_STATED GOAL_.
Write out the forum thread on work station materials word for word, everything from "## CITY DECKS" down to "thompson type product.".

# Work station materials



## CITY DECKS INC (Sep 4, 2012)

hey Guys. what's the most water resistant plywood or sheet good out there?
Or does the cost out way the regular bc seal it, wax it, or some kind of thompson type product.

I'll be making a portable puke bench for shop and would like to be weather resistant as possible. 

Thanks in advance.


----------



## Robie (Feb 25, 2005)

Waterproof? How about 3/4" marine plywood topped with 1/2" pvc? Extend the size of the pvc 1/2" on all 4 sides and attach more 1/2" pvc to the plywood edge....glue and screw the edges to the top and the plywood.

Not sure what a puke bench is.


----------



## Dan_Watson (Mar 1, 2008)

Mdo


----------



## EthanB (Sep 28, 2011)

What the hell is a puke bench?

For exterior sheets the cheapest is probably going to be PT ply painted, then exterior mdf painted, then just pvc sheet stock.


----------



## griz (Nov 26, 2009)

go first cabin and use 2-4-1 wrapped in stainless steel....:thumbsup:


what is a puke bench????


----------



## Dan_Watson (Mar 1, 2008)

I bet it is auto-correct for the Paulk workbench.


----------



## Dan_Watson (Mar 1, 2008)

And Thompson products suck.


----------



## griz (Nov 26, 2009)

Dan_Watson said:


> I bet it is auto-correct for the Paulk workbench.



we can only hope.....


----------



## EthanB (Sep 28, 2011)

Ah, for a Paulk bench I'd use ply(for the weight) and then just pray it inside and out with a couple coats of marine varnish.


----------



## 91782 (Sep 6, 2012)

MDX - the stuff the sign makers use.


----------



## hdavis (Feb 14, 2012)

Any exterior glue ply, then use Marine paint on it. Fir plywood isn't so heavy.....


----------



## rrk (Apr 22, 2012)

Robie said:


> Waterproof? How about 3/4" marine plywood topped with 1/2" pvc? Extend the size of the pvc 1/2" on all 4 sides and attach more 1/2" pvc to the plywood edge....glue and screw the edges to the top and the plywood.

_INFORMATION SHOWN_.
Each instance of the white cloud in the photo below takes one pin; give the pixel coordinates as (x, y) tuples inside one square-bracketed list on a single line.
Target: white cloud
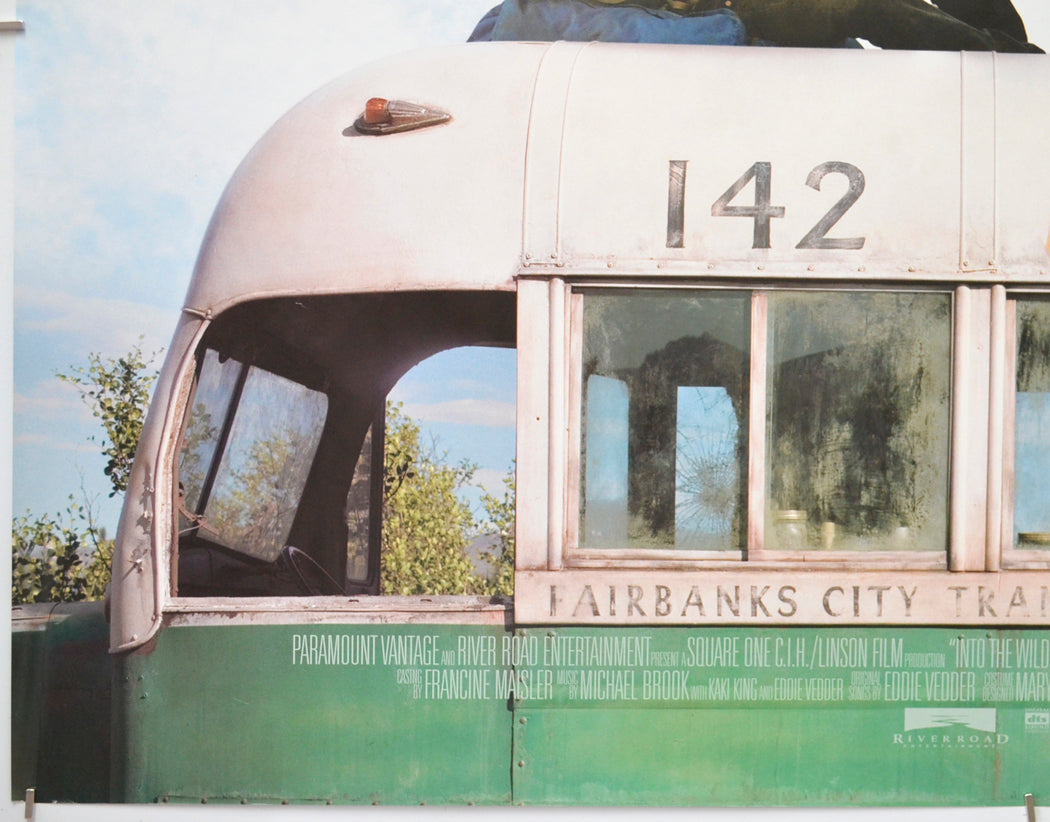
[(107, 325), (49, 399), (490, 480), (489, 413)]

_CORRECT ANSWER_.
## CITY DECKS INC (Sep 4, 2012)

hey Guys. what's the most water resistant plywood or sheet good out there?
Or does the cost out way the regular bc seal it, wax it, or some kind of thompson type product.